WHAT TO DO:
How do the lines below between the ones holding "Target: group of people" and "Target: menu board", inclusive, read? Give them again exactly, with no other lines.

***

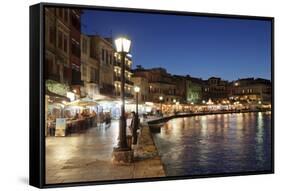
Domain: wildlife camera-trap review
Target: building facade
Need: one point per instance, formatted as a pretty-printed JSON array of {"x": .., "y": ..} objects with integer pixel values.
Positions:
[
  {"x": 75, "y": 49},
  {"x": 128, "y": 76},
  {"x": 141, "y": 82},
  {"x": 62, "y": 58},
  {"x": 194, "y": 90},
  {"x": 89, "y": 67},
  {"x": 215, "y": 89},
  {"x": 160, "y": 83},
  {"x": 251, "y": 90}
]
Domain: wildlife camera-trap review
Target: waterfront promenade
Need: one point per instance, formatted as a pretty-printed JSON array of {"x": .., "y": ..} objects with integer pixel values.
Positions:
[{"x": 87, "y": 157}]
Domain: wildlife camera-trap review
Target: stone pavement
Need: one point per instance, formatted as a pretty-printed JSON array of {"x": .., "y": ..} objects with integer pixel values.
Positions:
[{"x": 87, "y": 157}]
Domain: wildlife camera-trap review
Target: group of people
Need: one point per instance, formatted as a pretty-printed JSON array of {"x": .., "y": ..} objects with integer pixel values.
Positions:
[{"x": 104, "y": 118}]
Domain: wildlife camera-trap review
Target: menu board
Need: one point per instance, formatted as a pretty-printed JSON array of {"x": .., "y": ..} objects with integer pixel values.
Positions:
[{"x": 60, "y": 127}]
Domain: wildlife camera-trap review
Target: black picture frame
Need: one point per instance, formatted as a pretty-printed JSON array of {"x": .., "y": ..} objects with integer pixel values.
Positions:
[{"x": 37, "y": 91}]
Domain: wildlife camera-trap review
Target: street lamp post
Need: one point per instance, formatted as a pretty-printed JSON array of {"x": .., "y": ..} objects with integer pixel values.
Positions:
[
  {"x": 136, "y": 120},
  {"x": 161, "y": 99},
  {"x": 137, "y": 90},
  {"x": 122, "y": 47}
]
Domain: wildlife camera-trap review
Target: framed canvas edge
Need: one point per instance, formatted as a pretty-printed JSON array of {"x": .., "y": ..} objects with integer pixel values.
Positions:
[{"x": 35, "y": 88}]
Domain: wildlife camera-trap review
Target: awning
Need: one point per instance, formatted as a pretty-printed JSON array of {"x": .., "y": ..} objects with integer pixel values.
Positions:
[{"x": 56, "y": 97}]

***

FINAL ANSWER:
Target: group of people
Need: one point per instance, formatted as a pretty-printed JSON array of {"x": .., "y": ..} objects with integer pixel values.
Positions:
[{"x": 104, "y": 118}]
Domain: wildlife camera-trap review
Target: menu board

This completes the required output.